• WORK TO COMPLETE: Below are entries; print them exactly from the first line through the one containing "Provide one point per instance of the grassy".

• EXTRACTED ENTRIES:
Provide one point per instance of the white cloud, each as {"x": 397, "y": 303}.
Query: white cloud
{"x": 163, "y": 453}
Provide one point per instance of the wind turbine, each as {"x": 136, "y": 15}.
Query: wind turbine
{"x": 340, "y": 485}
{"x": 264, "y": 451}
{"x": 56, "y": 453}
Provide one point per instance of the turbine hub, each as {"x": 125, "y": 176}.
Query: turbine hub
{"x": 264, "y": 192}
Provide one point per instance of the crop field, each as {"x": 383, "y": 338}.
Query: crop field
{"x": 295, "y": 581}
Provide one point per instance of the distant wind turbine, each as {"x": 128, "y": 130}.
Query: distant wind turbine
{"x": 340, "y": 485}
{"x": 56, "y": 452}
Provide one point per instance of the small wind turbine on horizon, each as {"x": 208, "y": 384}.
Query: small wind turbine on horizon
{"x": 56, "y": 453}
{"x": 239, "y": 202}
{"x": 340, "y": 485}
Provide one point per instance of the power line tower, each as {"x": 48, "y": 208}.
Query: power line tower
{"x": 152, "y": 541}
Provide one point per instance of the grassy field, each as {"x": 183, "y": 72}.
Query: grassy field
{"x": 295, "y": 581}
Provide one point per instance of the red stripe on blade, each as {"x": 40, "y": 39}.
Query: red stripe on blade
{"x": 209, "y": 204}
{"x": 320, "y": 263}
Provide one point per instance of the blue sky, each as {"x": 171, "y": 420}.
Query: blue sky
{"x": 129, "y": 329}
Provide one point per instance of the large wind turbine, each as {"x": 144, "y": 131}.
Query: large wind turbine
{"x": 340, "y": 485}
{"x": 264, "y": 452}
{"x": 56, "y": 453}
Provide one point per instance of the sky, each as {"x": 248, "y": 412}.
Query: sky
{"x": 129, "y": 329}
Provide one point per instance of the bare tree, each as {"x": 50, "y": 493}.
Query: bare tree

• ANSWER SPACE:
Provide one point per instance of the white cloud, each as {"x": 397, "y": 303}.
Query: white cloud
{"x": 163, "y": 453}
Provide one point per instance of the wind turbine, each as {"x": 136, "y": 15}.
Query: wind turbine
{"x": 340, "y": 485}
{"x": 264, "y": 451}
{"x": 56, "y": 453}
Provide one point per instance of the turbine hub, each as {"x": 125, "y": 176}.
Query: turbine hub
{"x": 264, "y": 192}
Provide one point per instance of the crop field, each as {"x": 383, "y": 338}.
Query: crop field
{"x": 295, "y": 581}
Provide one point per instance of the distant wind turbine, each as {"x": 128, "y": 130}.
Query: distant wind turbine
{"x": 340, "y": 485}
{"x": 56, "y": 452}
Provide one point per instance of the small wind turbine on horizon, each as {"x": 208, "y": 384}.
Query: small wind turbine on horizon
{"x": 56, "y": 453}
{"x": 239, "y": 202}
{"x": 340, "y": 485}
Provide one point per instance of the power line tower, each as {"x": 48, "y": 208}.
Query: power line tower
{"x": 152, "y": 541}
Provide one point per instance of the grassy field, each as {"x": 183, "y": 72}.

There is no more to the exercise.